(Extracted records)
::::::::::

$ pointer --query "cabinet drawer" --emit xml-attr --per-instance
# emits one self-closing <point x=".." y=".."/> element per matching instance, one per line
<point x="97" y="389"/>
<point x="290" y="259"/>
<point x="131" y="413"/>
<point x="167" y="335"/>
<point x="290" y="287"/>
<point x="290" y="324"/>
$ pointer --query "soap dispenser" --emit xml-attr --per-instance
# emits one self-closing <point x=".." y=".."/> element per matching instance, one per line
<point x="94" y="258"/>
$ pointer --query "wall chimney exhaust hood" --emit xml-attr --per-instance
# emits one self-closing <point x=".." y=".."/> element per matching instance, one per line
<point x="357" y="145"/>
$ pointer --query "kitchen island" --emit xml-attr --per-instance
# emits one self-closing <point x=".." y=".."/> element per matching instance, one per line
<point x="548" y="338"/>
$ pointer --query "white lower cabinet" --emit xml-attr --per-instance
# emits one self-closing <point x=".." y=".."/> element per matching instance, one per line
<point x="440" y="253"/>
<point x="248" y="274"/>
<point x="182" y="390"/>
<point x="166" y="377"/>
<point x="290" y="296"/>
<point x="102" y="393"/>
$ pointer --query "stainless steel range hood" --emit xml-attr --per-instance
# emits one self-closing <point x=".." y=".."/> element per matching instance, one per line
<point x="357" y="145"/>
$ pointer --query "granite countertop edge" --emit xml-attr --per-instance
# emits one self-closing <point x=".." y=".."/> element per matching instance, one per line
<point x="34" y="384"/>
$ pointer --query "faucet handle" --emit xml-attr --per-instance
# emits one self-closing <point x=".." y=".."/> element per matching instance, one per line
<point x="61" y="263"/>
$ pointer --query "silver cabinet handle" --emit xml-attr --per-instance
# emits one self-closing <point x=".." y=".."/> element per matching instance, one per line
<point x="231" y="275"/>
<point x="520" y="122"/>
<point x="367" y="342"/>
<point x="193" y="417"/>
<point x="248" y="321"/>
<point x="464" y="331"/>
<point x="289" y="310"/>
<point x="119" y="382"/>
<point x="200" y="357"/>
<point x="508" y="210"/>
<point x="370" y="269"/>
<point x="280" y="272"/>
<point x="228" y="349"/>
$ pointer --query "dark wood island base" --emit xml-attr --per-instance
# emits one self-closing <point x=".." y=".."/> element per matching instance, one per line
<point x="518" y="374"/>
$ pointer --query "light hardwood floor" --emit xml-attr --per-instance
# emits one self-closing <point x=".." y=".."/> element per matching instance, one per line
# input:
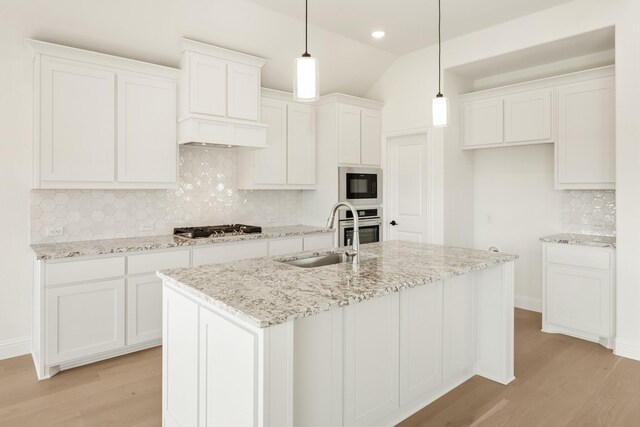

::::::::::

**Task details**
Show each line of the rows above that contains the string "cabinet". Case counts.

**Output of the task**
$ pointer --query "cabinet drawer" --emit xml-attr --per-instance
$ pointer --query "white lower cabinet" --emit xml-attr --per-instance
$ pointer --query "silver cabinet handle" --emit xml-attr --per-instance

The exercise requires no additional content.